(AIM): Starting from the line containing "Please indicate the black trousers", write out every remaining line exactly, the last one included.

(GIVEN DATA):
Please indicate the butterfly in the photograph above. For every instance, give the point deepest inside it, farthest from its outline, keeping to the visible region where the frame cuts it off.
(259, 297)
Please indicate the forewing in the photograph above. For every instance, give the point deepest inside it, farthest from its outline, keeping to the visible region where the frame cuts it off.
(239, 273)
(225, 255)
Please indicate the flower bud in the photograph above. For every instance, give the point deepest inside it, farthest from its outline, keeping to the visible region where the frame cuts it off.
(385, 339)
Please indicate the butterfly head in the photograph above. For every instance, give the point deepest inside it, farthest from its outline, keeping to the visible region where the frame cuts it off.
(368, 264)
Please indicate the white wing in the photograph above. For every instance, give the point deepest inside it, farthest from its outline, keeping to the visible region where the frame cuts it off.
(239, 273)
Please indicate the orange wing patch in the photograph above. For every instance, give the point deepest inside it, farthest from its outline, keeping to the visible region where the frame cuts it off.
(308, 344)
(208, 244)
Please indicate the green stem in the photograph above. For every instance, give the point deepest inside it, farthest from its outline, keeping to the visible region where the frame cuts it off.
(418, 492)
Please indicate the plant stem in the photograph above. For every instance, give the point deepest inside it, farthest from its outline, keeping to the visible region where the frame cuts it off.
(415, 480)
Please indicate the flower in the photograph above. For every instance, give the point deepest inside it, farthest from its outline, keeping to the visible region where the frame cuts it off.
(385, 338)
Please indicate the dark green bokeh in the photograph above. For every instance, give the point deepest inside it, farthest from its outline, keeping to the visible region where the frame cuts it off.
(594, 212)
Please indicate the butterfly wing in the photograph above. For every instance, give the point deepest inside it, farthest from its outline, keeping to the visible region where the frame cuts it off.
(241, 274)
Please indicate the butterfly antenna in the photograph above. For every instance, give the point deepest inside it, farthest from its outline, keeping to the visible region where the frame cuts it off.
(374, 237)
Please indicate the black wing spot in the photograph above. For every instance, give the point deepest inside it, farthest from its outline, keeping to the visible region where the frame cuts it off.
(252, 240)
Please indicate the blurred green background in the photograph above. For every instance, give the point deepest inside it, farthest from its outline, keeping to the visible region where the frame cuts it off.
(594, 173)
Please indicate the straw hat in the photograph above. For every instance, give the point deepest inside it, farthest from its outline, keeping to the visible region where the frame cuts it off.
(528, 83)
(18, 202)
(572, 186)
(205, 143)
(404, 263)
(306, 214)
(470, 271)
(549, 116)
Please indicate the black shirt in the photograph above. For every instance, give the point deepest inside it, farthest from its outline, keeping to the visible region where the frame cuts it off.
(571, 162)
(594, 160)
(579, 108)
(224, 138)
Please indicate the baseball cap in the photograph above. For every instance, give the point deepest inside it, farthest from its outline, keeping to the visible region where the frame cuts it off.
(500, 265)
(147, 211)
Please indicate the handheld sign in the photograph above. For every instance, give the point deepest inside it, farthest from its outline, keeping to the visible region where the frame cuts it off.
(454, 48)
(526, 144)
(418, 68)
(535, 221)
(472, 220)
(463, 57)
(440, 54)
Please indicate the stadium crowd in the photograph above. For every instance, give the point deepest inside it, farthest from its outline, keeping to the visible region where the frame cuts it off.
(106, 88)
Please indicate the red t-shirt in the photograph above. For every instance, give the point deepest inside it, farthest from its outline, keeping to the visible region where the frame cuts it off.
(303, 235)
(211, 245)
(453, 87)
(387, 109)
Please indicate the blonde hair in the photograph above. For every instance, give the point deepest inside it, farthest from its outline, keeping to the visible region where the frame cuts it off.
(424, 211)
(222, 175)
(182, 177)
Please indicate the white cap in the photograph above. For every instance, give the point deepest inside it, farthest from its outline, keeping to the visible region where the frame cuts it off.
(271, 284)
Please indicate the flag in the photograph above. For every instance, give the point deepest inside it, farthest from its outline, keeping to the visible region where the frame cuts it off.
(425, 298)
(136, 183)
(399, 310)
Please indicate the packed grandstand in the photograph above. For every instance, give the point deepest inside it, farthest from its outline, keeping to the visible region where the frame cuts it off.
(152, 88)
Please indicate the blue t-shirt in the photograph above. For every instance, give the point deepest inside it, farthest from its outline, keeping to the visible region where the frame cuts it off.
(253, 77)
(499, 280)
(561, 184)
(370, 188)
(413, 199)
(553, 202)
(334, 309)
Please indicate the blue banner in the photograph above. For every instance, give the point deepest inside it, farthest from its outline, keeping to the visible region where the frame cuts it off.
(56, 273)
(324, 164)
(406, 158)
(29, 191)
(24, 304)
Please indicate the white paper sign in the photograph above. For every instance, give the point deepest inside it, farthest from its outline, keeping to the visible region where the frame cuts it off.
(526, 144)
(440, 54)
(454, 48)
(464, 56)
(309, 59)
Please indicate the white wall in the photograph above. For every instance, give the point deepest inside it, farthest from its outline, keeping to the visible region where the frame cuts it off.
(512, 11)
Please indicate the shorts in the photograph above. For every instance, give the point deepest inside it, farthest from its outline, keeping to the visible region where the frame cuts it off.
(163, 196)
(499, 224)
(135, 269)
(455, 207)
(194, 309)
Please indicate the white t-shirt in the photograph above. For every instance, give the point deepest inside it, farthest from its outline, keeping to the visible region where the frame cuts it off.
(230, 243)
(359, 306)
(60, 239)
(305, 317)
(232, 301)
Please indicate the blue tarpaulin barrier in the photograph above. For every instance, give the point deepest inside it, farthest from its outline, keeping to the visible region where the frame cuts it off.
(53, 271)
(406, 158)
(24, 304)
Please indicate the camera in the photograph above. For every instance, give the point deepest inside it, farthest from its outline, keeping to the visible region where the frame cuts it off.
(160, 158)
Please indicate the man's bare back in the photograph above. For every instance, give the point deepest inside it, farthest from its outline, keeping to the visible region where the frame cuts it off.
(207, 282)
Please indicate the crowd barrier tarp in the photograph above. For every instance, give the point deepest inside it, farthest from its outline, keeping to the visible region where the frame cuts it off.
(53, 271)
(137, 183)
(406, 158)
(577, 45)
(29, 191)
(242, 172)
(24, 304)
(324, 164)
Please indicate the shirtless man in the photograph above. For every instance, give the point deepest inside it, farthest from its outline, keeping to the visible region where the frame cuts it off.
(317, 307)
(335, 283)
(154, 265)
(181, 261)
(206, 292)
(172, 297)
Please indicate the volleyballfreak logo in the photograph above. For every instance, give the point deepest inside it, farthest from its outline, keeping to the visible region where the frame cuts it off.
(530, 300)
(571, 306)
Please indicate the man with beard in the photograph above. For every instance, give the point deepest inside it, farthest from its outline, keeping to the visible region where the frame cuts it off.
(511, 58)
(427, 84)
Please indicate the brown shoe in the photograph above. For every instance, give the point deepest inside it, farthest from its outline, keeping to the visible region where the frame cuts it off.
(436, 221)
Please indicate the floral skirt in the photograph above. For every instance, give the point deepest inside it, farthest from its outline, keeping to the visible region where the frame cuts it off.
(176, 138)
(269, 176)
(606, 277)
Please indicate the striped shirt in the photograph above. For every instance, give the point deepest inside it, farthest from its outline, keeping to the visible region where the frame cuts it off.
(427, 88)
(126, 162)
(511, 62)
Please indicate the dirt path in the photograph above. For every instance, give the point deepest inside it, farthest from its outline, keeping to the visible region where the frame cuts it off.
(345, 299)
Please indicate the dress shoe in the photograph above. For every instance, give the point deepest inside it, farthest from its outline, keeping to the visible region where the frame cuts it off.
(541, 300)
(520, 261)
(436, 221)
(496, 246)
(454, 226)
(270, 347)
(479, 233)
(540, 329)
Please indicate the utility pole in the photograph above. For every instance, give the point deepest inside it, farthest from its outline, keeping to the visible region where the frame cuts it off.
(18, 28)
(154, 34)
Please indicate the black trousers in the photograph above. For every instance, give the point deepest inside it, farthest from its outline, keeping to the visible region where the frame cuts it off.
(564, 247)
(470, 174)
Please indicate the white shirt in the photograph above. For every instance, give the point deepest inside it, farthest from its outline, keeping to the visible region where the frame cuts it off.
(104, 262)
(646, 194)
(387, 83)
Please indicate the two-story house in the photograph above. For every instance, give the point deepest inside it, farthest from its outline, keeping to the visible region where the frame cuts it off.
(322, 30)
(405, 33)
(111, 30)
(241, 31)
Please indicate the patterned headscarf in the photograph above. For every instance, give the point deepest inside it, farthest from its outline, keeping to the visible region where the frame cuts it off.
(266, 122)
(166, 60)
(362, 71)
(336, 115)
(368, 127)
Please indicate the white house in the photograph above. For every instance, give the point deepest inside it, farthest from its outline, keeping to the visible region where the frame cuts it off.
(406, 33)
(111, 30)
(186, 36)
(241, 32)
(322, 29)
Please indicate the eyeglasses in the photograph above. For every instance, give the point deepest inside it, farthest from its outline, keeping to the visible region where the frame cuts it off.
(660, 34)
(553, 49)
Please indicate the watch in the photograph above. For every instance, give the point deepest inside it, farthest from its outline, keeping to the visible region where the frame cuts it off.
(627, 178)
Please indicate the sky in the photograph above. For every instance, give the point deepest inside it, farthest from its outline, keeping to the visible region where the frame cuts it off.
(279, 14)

(COMPLETE OUTPUT):
Please indicate the black trousers in the photograph above. For every instance, give the point deepest inside it, farthest from its outline, keeping to the visible region where the frame cuts it off.
(564, 247)
(470, 174)
Please indicate the white shirt in the photograph above. For every instance, give the point deepest inside it, farthest from its outline, keeping to the visible region where the frame cuts it off.
(104, 262)
(646, 194)
(387, 83)
Please indicate the two-story house in the photograph above. For every instance, give the point deepest inside it, farthest from its outline, keeping to the visible region where the frame cuts it off.
(322, 30)
(405, 33)
(111, 30)
(241, 31)
Please indicate the patterned headscarf in the photograph above. For every instance, give the point deepest inside it, farthest from its outline, keeping to the visible region where the frame cuts it off.
(266, 122)
(166, 60)
(362, 71)
(336, 115)
(368, 127)
Please indicate the white house in the photograph above. For every instance, give the point deepest inside it, farthest from its outline, keeping to the visible region where the frame cuts it off.
(406, 33)
(111, 30)
(186, 36)
(241, 32)
(322, 29)
Please indicate the eyeglasses in the photograph above. For every instance, give the point deepest inside it, farthest from its outline, keeping to the visible region where the frame cuts it off.
(660, 34)
(553, 49)
Please indicate the watch in the photograph above. For every instance, give the point deepest inside it, farthest from its outline, keeping to the visible region where the frame cuts it off.
(627, 178)
Please indicate the sky in the photograph above. For every instance, give the point deepest inside it, farthest from its outline, keeping to the visible region where the frame cuts it off.
(279, 14)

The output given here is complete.